[Saved entries]
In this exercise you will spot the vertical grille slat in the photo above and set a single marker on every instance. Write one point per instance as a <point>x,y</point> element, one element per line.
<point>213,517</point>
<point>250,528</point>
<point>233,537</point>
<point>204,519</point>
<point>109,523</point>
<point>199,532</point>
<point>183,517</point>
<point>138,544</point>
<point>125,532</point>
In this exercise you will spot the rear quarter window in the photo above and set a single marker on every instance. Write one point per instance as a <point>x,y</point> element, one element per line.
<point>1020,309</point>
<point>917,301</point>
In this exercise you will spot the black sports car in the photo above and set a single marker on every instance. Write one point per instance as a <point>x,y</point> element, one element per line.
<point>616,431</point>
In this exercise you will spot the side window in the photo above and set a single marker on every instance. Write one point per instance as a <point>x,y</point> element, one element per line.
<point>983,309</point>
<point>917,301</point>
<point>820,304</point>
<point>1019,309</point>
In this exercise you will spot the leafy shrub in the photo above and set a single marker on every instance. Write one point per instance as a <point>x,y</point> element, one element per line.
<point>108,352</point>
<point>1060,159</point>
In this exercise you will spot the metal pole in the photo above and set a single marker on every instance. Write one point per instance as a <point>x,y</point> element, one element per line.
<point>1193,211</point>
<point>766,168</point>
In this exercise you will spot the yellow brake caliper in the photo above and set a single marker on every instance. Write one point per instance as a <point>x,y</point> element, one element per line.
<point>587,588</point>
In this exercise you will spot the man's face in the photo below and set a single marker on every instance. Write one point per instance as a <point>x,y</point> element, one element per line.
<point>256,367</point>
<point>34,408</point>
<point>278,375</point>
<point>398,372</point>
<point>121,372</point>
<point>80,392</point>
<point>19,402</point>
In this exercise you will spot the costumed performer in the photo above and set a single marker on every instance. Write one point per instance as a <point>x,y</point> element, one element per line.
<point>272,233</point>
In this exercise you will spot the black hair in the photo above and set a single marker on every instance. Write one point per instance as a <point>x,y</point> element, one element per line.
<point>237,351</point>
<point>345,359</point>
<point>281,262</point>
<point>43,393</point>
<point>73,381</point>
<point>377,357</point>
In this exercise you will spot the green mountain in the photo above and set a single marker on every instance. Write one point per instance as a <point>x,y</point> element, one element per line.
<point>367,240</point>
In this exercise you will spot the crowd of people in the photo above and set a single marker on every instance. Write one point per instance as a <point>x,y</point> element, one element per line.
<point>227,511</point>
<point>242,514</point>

Requirement — Put the lines above into a Markdown table with the columns Row and Line, numbering each row and leaving out blank lines.

Response —
| Row | Line |
|---|---|
| 1 | In this exercise you will spot the vertical grille slat in the photo above and set a single marker on every instance. Write one point per instance as a <point>x,y</point> element, one element per line. |
| 2 | <point>213,517</point> |
| 3 | <point>250,528</point> |
| 4 | <point>233,537</point> |
| 5 | <point>204,519</point> |
| 6 | <point>109,523</point> |
| 7 | <point>199,532</point> |
| 8 | <point>183,517</point> |
| 9 | <point>138,544</point> |
| 10 | <point>125,532</point> |
| 11 | In this exercise you will spot the rear quarter window in the photo above and set a single marker on every instance. Write one point per instance as a <point>x,y</point> element, one element per line. |
| 12 | <point>1020,309</point> |
| 13 | <point>917,301</point> |
| 14 | In this exercise you will spot the black sports car in the photo above and set a single marker on every instance. Write one point per instance as a <point>x,y</point> element, one element per line. |
| 15 | <point>616,431</point> |
| 16 | In this exercise you will spot the side window in the photo above and set a single marker on every instance. Write one point per instance as a <point>x,y</point> element, one element per line. |
| 17 | <point>983,309</point> |
| 18 | <point>917,301</point> |
| 19 | <point>820,304</point> |
| 20 | <point>1019,309</point> |
| 21 | In this exercise you will spot the leafy shrub in the photo above and set a single marker on every instance. Write one point per instance as a <point>x,y</point> element, one element per line. |
| 22 | <point>108,352</point> |
| 23 | <point>1060,159</point> |
| 24 | In this exercise you will spot the metal pole in the photo above and set a single marker on every instance. Write one point per instance as a <point>x,y</point> element, one element per line. |
| 25 | <point>1193,211</point> |
| 26 | <point>766,168</point> |
| 27 | In this exercise you will spot the yellow brake caliper in the photo above and set a single marker on every instance. Write one point per instance as a <point>x,y</point> element, one element per line. |
| 28 | <point>587,588</point> |
| 29 | In this exercise you will spot the man's face in the photo below and set a single marker on every instance. Write one point per instance as a <point>x,y</point> element, one element per line. |
| 30 | <point>256,367</point> |
| 31 | <point>34,408</point> |
| 32 | <point>278,375</point> |
| 33 | <point>398,372</point> |
| 34 | <point>121,372</point> |
| 35 | <point>80,392</point> |
| 36 | <point>19,402</point> |
| 37 | In this exercise you will spot the costumed performer in the photo above and set a single marker on every instance. Write one point per instance as a <point>x,y</point> element, one element per line. |
| 38 | <point>272,233</point> |
| 39 | In this exercise you will spot the black hair in the photo above and set a single marker on every instance. Write one point per instance as a <point>x,y</point> element, one element per line. |
| 40 | <point>237,351</point> |
| 41 | <point>345,359</point> |
| 42 | <point>281,262</point> |
| 43 | <point>43,393</point> |
| 44 | <point>73,381</point> |
| 45 | <point>377,357</point> |
| 46 | In this exercise you will spot the green mountain in the photo above and set a single marker on every instance. Write one point per instance as a <point>x,y</point> element, one element per line. |
| 47 | <point>367,240</point> |
| 48 | In this exercise you will spot the crowd of people in the photo above and set a single marker on every instance. Write one point per instance as a <point>x,y</point> element, one element per line. |
| 49 | <point>227,511</point> |
| 50 | <point>242,514</point> |